■ TRECHO SELECIONADO:
Muita coisa mudou – além da
proporção de estrangeiros na população britânica – desde que Martin Wolf
escreveu, em 2004, seu livro Por que a Globalização Funciona. Naquela época, as
principais forças ideológicas contra a intensificação dos fluxos de comércio e
integração econômica global pertenciam à esquerda. O discurso podia muitas
vezes parecer contraditório, opondo visões de “antiglobalistas” dos países
ricos àquelas de anticapitalistas de nações pobres: do “sul”, vinham críticas
de que o comércio global favorecia sobretudo as empresas multinacionais e os
países mais ricos, e que por isso inevitavelmente a globalização levaria ao
aumento das desigualdades econômicas. Do “norte”, o alerta de que o aumento da
importação de produtos industriais vindos do Terceiro Mundo provocava a
desindustrialização e a redução de salários na América do Norte e na Europa.
Era contra a esquerda, de toda
forma, que Wolf argumentava então, ao afirmar que a abertura ao comércio havia
beneficiado China e Índia, reduzindo a pobreza e melhorando as condições de
vida de centenas de milhões de pessoas nesses dois gigantescos países asiáticos.
Pouco mais de uma década depois,
vem sobretudo da direita o discurso mais eficaz contra a globalização. É
verdade que a esquerda centrava suas críticas, nos anos 90 e 2000, sobretudo na
livre circulação de capitais e mercadorias, enquanto a direita britânica tem
como foco a mobilidade de trabalhadores. Nos Estados Unidos, contudo, Donald
Trump alia um discurso xenófobo a ideias comerciais protecionistas, uma
bandeira que pertencia – e de certo modo ainda pertence – à esquerda americana.
A inflexão política é notável.
“Qual a razão dessa mudança?”,
perguntei.
“É fascinante, e não consigo
compreender completamente”, disse Wolf. “De fato, os movimentos intelectuais
dominantes contra a globalização no final dos anos 90 e começo dos anos 2000
estavam na esquerda. Era um movimento de estudantes, havia o Le Monde
Diplomatique, os líderes eram de modo geral marxistas, com muito apoio da
América Latina. O Fórum Social Mundial, em Porto Alegre, era visto como um
movimento anticapitalista. Foi nesse ambiente, nesse contexto, que eu escrevi
aquele livro, e tentei dar argumentos contra aquelas visões de mundo.”
O jornalista fez uma ponderação.
“Essa linhagem não desapareceu completamente, ela ainda está por aí. Por
exemplo, entre os eleitores de Bernie Sanders, nos Estados Unidos. Creio que o
chavismo é uma forma radical desse tipo de corrente ideológica. Mas, para minha
surpresa, o ataque desde a esquerda à globalização não parece mais tão forte,
politicamente, quanto eu esperava que viesse a ser. Em grande medida porque
toda a esquerda se enfraqueceu. A coisa mais surpreendente é que a crise
financeira, uma crise gigantesca que deveria revitalizar a esquerda, tanto
intelectual quanto moralmente, foi na verdade acompanhada por uma quase
completa desintegração do projeto da esquerda.”

■ OBJETIVOS:
- a) Segundo o trecho, em que ano Martin Wolf escreveu o livro Por que a Globalização Funciona?
- b) Atualize o trecho, reescrevendo a parte que vai de "Era contra a" até "à esquerda americana.", inclusive, com "China" substituído por "Vietnã".
- c) Resuma o trecho em duas frases.
Responda com base apenas no trecho.

■ LISTAGEM DE DADOS:
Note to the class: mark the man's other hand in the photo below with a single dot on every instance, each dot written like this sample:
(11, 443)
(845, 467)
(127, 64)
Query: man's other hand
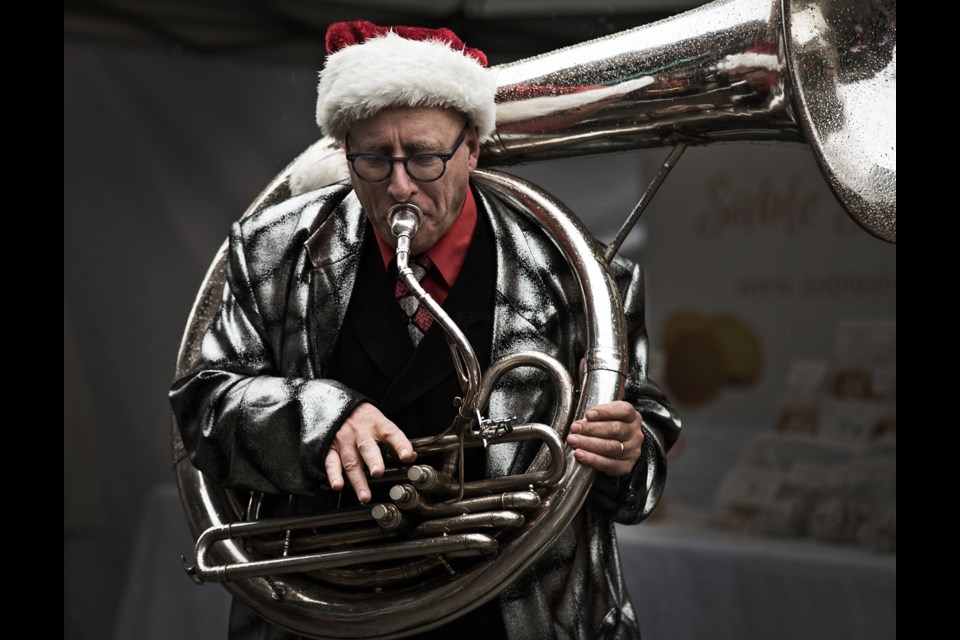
(608, 438)
(357, 444)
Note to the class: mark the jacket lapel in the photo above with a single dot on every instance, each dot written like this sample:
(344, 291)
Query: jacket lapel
(334, 249)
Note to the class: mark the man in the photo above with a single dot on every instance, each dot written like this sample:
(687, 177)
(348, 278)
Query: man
(311, 365)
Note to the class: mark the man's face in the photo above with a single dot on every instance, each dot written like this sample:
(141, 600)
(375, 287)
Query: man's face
(404, 131)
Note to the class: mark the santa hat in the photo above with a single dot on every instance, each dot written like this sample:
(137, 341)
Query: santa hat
(370, 68)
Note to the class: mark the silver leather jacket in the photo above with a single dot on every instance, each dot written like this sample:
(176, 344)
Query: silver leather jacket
(256, 411)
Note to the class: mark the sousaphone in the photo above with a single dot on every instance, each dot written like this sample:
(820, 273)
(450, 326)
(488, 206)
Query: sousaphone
(821, 72)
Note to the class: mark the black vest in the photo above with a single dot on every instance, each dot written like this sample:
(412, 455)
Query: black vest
(375, 356)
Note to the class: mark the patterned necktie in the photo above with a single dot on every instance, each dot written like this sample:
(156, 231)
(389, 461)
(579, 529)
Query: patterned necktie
(418, 319)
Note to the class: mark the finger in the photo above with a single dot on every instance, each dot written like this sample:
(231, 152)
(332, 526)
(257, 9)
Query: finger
(615, 468)
(608, 448)
(617, 410)
(334, 470)
(399, 443)
(606, 430)
(353, 467)
(370, 453)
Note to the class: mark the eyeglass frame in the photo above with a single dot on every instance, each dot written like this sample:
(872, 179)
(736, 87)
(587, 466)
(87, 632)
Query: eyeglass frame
(392, 160)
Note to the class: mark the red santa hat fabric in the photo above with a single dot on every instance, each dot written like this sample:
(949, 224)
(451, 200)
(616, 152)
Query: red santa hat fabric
(370, 68)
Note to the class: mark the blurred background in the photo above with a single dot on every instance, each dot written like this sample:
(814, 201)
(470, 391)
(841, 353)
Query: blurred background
(771, 314)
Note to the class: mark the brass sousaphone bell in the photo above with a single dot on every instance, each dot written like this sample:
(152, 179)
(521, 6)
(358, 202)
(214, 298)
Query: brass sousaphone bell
(816, 71)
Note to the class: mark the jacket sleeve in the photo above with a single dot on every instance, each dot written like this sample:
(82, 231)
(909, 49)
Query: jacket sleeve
(631, 499)
(242, 422)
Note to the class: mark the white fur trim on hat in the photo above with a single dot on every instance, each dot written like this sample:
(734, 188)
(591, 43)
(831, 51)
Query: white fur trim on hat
(361, 80)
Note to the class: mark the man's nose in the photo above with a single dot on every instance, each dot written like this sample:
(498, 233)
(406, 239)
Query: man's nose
(401, 186)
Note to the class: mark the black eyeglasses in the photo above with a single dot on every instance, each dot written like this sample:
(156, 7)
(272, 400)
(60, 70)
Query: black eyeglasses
(422, 167)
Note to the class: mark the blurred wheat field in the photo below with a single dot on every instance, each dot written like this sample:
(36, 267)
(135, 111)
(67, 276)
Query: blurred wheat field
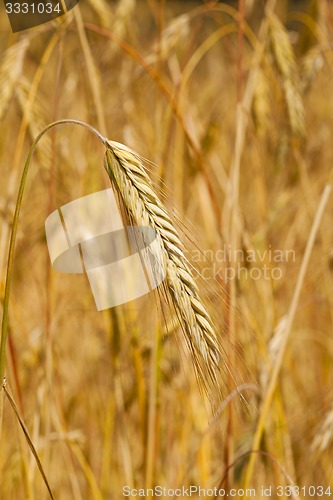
(231, 103)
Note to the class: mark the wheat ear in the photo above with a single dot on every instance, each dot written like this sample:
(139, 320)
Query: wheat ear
(127, 173)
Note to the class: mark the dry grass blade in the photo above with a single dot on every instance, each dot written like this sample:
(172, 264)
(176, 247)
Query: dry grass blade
(28, 438)
(36, 120)
(10, 71)
(127, 173)
(286, 64)
(324, 437)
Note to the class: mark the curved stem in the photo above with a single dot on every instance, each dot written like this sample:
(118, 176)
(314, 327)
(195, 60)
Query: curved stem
(4, 329)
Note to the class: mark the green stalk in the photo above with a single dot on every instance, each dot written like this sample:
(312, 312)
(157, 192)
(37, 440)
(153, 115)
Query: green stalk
(11, 252)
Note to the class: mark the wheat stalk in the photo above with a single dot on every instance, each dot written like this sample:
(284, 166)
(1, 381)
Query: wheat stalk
(127, 173)
(286, 64)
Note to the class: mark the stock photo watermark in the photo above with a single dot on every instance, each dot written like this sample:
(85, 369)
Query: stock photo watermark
(195, 491)
(24, 14)
(226, 264)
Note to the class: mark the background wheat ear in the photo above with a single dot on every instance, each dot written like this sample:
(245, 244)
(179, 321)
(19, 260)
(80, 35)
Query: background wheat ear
(127, 173)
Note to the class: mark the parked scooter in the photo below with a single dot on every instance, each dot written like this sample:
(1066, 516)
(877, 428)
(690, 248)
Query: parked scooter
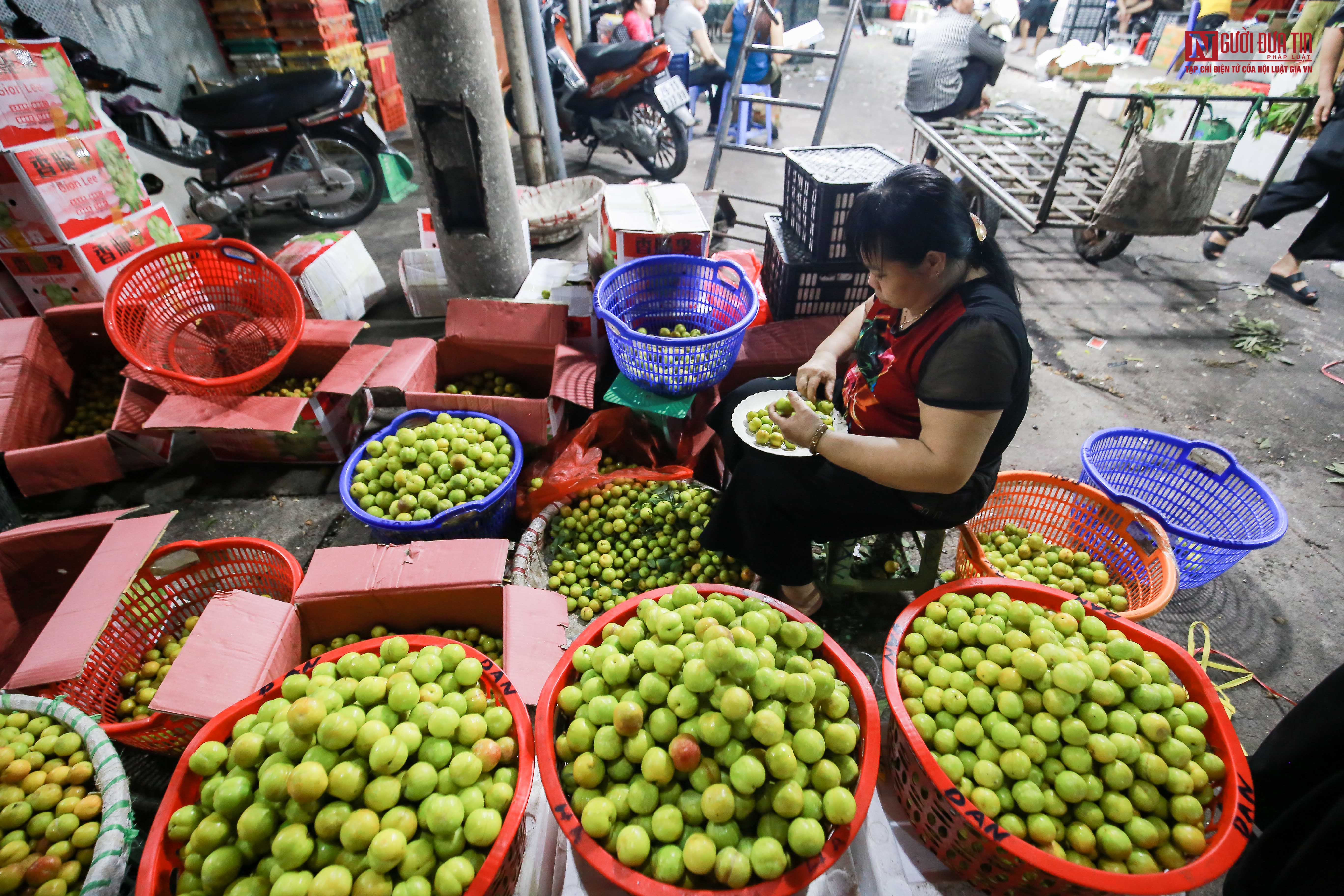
(295, 143)
(616, 95)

■ RESPOSTAS POR TAREFA:
- a) Em 2004.

- b)
Era contra a esquerda, de toda
forma, que Wolf argumentava então, ao afirmar que a abertura ao comércio havia
beneficiado Vietnã e Índia, reduzindo a pobreza e melhorando as condições de
vida de centenas de milhões de pessoas nesses dois gigantescos países asiáticos.
Pouco mais de uma década depois,
vem sobretudo da direita o discurso mais eficaz contra a globalização. É
verdade que a esquerda centrava suas críticas, nos anos 90 e 2000, sobretudo na
livre circulação de capitais e mercadorias, enquanto a direita britânica tem
como foco a mobilidade de trabalhadores. Nos Estados Unidos, contudo, Donald
Trump alia um discurso xenófobo a ideias comerciais protecionistas, uma
bandeira que pertencia – e de certo modo ainda pertence – à esquerda americana.

- c) Quando Martin Wolf escreveu seu livro, em 2004, as principais forças ideológicas contra a globalização pertenciam à esquerda, e era contra ela que ele argumentava. Pouco mais de uma década depois, o discurso mais eficaz contra a globalização vem sobretudo da direita, e, segundo Wolf, toda a esquerda se enfraqueceu.